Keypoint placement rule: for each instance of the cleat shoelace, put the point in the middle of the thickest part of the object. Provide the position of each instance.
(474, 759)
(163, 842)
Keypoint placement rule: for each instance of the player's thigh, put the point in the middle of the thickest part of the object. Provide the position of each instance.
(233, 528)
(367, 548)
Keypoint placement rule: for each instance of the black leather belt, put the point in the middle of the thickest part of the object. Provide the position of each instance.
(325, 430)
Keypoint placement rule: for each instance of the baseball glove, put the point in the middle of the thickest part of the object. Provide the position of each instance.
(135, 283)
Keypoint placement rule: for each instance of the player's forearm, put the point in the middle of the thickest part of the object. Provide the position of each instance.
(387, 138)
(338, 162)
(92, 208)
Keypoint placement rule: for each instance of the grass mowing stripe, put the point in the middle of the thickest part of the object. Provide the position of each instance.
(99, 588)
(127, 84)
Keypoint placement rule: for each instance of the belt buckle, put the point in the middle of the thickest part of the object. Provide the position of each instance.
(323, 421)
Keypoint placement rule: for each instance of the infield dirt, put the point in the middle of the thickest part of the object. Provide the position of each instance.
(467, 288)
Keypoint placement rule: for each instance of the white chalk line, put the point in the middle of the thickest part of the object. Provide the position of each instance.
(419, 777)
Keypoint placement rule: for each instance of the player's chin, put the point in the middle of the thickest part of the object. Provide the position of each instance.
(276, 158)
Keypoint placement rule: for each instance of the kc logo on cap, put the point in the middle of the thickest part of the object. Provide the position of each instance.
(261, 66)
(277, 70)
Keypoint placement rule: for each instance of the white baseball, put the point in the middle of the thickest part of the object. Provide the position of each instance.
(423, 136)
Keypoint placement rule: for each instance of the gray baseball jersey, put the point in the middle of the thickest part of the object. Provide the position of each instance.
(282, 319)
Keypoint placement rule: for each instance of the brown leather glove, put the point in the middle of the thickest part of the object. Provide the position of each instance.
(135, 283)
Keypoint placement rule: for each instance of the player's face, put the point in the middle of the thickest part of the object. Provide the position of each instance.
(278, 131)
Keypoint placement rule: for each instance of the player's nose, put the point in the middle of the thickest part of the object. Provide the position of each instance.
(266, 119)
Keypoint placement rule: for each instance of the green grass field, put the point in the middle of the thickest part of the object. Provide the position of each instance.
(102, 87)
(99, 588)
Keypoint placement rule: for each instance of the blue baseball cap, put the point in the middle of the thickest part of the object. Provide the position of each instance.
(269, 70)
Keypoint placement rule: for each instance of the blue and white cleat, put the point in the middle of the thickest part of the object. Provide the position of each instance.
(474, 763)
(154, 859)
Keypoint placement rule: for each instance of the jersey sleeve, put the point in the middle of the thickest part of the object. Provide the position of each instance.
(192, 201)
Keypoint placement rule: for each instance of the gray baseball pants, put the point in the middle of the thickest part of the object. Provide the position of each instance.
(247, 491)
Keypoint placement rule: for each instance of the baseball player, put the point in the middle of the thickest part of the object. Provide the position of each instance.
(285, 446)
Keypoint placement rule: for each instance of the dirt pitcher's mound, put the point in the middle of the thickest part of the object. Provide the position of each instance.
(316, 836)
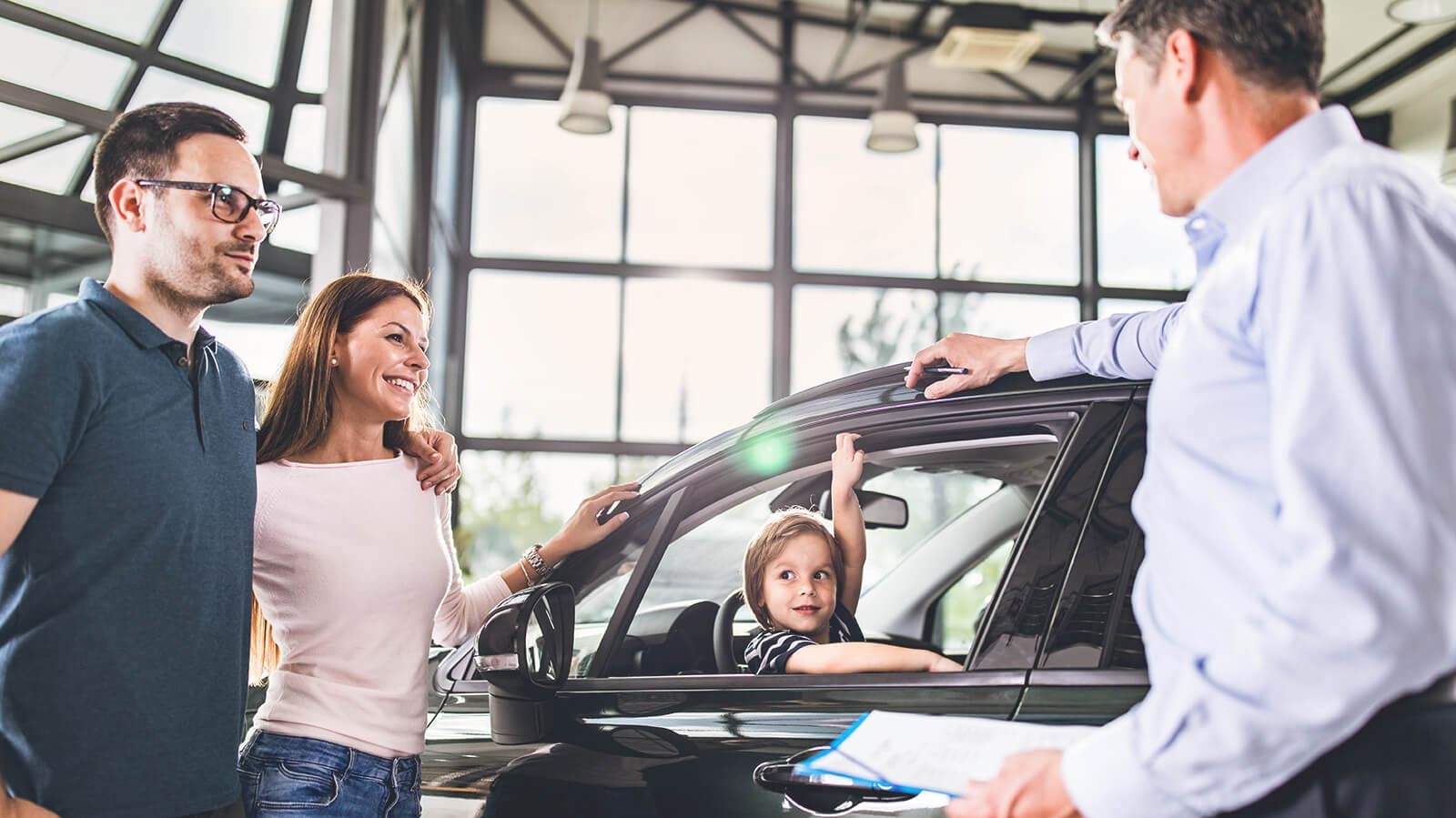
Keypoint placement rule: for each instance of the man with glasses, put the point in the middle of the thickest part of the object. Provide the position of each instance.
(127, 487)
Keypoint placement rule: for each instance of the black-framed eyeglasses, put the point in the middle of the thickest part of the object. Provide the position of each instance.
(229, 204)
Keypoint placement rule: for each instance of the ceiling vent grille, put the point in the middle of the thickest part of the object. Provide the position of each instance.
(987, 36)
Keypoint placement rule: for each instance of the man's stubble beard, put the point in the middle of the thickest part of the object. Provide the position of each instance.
----------
### Task
Write every record out again exactly; no pictures belong in the copy.

### Correct response
Keypoint placement rule: for each instance of the cleat shoelace, put the point in the middle of the thickest part of the object. Provide the position of each instance.
(474, 759)
(163, 842)
Keypoint placement rule: for each instance of the player's thigh, put the point in the middle of the thickest part of the object. Provide the position of each instance.
(233, 528)
(367, 548)
Keypoint placement rule: for each instance of the black leather belt, put the point in the middle of the thickest part of the object. Provide the position of each instance.
(325, 430)
Keypoint placement rule: for each instance of the baseball glove, put the point in the middle of the thickest part of the object. Provide the position of each instance.
(135, 283)
Keypoint placement rule: for each instance of the player's forearm, put the point in the middle of the thickest part of the object. Provide the position of each instance.
(387, 138)
(338, 162)
(92, 208)
Keypoint placement rule: for each instance of the grass mowing stripe, put the point in the middle of the thickest part of the object. Provide the position of each instance.
(99, 588)
(127, 84)
Keypoint placement rule: for each instance of the belt buckle, put the point in the middle of the thickest part of the object. Provide the position of each instance.
(323, 421)
Keypoint placement rule: for each instance of the infield dirt, put the point in the middle of the thickest part of the object. Provide the position of each instance.
(467, 288)
Keypoint placement rule: for each instance of the white chalk line, put the point in the middle of the thickest part of the object. Provide the position of each instance.
(419, 777)
Keypoint placement rule: for each instance of the player's chin, put the point in the middle of the thickest part of the object. Provide the position of each instance.
(276, 158)
Keypoint placement rule: for each instance of the kc logo on cap, put the point in the middle of the thickest part of the object. Provide the position of each instance.
(261, 66)
(277, 70)
Keypoint placement rule: for each instance of the white baseball, put the point in the middle of the thickest part of the object. Provide the position of each instance.
(423, 136)
Keypoint placement rule: for each instance of the gray baseball jersey, put the point in the middle of the thickest part of the object. Provide the position of each instance.
(282, 319)
Keypoint placement rule: for each instance of the brown leather glove, put the point in the middle of the thickest part of the object. Provide the position of each instance.
(135, 283)
Keypoint placement rule: for each instance of the player's face, put the point in the middle of the thickest part of the object. Provide the position of each instance.
(278, 131)
Keypoint placement rule: for each instance of the player's nose, put the point in the middle of the thickest part of the object. Provide the position of each instance.
(266, 119)
Keypoint placement rule: for each instance of the green grass field, put the point in the middle of the thickest part of the object. Provide the position of each instance.
(102, 87)
(99, 588)
Keypoint placement rule: for each instance of the blue baseball cap, put the point in the middle of the thickest part of the object. Provide the position of each instance.
(269, 70)
Keypoint placement rule: for each instance of the blue and white cleat, put the point in the middle of the thickest part of the object. Provide the position of each instance.
(474, 763)
(154, 859)
Keypoint placement rule: for each instance of the jersey sleeve, put the point in the middle of the thickest part of the object. Provide the position of each instance.
(192, 201)
Keypoint placement rule: for each instance of the gray baseball pants, put the point in the middle of the thickest part of the object. Provide the position of each instance.
(247, 491)
Keypoint placement rule: for each instance of the baseball player, put the point in the middle of the thickest part of the object. Provide the position of each instance.
(285, 446)
Keypoint placement rule: for each instance of the dirt pitcher's mound, put the point in the middle of the thickest part of the object. Provide the position of each instance.
(316, 836)
Keypoint placement rule: for each instance of the man with glasses, put the point in the middle of the thickest part of the object. Provide the position of each instance.
(127, 487)
Keypoint placement rule: for each instance of the black-framed eyeglasses, put the point in the middle of the thickest part of the object. Provide the position of each instance.
(229, 204)
Keypoint placement rule: for each instance of the ceiling vent grille, put the point in the middle of the thickest part of the object. Provide the position of each instance.
(987, 36)
Keypoint placement rule: for each instance of the man's stubble beard, put the point in the middle of the thickest part of the object. Provide the position of each instance.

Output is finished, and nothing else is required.